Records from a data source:
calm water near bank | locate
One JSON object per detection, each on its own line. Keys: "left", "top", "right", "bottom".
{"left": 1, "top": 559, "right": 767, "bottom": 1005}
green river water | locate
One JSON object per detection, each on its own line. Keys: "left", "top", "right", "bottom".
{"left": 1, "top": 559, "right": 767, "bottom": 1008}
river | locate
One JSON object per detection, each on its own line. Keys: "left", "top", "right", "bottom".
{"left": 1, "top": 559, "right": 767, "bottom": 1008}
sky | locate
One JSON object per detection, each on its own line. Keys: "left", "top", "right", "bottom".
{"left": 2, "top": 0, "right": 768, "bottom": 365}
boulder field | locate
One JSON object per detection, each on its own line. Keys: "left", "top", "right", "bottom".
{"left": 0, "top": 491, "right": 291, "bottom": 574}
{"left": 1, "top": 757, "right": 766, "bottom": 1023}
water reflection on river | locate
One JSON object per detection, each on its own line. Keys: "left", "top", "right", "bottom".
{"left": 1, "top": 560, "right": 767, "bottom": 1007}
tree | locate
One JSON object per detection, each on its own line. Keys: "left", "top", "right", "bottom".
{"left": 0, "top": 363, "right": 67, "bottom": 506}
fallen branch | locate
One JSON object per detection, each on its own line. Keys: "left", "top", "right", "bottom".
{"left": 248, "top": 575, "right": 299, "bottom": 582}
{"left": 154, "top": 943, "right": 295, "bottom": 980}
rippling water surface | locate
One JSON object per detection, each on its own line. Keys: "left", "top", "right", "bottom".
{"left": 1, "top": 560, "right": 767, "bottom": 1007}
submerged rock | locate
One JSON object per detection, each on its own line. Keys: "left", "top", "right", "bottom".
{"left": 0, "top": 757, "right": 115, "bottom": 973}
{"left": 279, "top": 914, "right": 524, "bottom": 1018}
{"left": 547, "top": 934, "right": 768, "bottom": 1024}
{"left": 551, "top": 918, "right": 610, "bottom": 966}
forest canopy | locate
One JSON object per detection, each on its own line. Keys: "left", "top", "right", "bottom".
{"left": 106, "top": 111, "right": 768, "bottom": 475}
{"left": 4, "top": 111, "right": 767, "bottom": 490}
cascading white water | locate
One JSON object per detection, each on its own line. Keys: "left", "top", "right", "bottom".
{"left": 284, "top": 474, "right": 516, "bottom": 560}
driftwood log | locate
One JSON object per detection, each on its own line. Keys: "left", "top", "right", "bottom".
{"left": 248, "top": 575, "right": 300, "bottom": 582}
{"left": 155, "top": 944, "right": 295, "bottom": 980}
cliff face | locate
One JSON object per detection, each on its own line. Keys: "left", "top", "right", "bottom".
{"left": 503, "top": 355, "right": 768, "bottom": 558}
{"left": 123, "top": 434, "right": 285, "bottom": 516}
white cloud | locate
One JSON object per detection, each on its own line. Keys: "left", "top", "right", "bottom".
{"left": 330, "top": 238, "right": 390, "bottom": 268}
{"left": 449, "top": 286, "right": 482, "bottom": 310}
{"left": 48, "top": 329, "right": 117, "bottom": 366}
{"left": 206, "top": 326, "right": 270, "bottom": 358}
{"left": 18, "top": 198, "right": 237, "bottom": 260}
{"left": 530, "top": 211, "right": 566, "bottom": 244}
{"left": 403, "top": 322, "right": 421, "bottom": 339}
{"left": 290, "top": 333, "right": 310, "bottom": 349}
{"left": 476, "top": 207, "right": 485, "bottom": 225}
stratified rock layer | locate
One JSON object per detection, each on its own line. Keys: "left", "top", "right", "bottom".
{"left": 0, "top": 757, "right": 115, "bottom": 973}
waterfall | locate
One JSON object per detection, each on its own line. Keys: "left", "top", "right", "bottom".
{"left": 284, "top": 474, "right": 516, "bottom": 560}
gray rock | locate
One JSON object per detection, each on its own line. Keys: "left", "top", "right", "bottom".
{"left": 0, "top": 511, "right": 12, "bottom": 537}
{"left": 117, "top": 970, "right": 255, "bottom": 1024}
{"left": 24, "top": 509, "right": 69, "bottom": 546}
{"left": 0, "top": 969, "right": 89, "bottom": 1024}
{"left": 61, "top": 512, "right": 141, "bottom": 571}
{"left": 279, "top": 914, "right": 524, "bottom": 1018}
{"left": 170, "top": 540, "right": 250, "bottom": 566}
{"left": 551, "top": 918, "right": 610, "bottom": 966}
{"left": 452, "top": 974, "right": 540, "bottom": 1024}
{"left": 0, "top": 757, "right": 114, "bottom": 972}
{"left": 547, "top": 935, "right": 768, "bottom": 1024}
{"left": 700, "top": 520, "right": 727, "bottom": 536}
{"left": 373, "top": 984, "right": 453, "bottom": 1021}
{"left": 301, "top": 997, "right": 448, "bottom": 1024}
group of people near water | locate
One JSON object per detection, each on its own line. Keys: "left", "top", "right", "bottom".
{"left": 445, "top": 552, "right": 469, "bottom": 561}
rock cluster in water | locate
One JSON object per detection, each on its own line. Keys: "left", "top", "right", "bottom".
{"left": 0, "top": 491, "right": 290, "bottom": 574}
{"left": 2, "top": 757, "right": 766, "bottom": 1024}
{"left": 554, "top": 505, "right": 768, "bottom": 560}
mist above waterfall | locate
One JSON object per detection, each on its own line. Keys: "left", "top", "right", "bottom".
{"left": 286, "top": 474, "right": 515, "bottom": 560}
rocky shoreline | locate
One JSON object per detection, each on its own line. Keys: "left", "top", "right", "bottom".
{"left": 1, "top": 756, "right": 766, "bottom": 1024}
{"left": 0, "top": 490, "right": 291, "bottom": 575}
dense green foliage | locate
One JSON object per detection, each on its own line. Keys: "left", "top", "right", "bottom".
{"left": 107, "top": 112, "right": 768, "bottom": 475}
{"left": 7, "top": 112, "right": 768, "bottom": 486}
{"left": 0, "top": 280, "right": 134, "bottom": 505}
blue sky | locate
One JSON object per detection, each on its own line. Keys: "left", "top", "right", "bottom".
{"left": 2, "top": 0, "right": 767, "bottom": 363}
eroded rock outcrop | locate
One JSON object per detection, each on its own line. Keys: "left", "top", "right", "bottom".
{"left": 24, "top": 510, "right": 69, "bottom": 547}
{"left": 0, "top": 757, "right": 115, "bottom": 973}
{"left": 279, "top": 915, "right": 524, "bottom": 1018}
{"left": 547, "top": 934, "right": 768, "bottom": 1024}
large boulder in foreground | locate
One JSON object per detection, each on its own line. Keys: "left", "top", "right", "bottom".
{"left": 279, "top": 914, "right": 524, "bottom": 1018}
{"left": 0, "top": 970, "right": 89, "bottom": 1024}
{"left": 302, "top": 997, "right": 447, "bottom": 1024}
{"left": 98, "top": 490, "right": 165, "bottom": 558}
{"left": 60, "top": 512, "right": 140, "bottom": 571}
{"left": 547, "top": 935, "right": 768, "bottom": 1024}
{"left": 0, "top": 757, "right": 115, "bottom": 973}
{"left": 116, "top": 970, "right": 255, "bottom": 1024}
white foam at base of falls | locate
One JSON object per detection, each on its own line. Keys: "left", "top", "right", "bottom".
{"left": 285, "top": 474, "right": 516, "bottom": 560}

**What to produce**
Show the lines of the records that contain the word "waterfall".

**Answer space**
waterfall | locate
mist above waterfall | locate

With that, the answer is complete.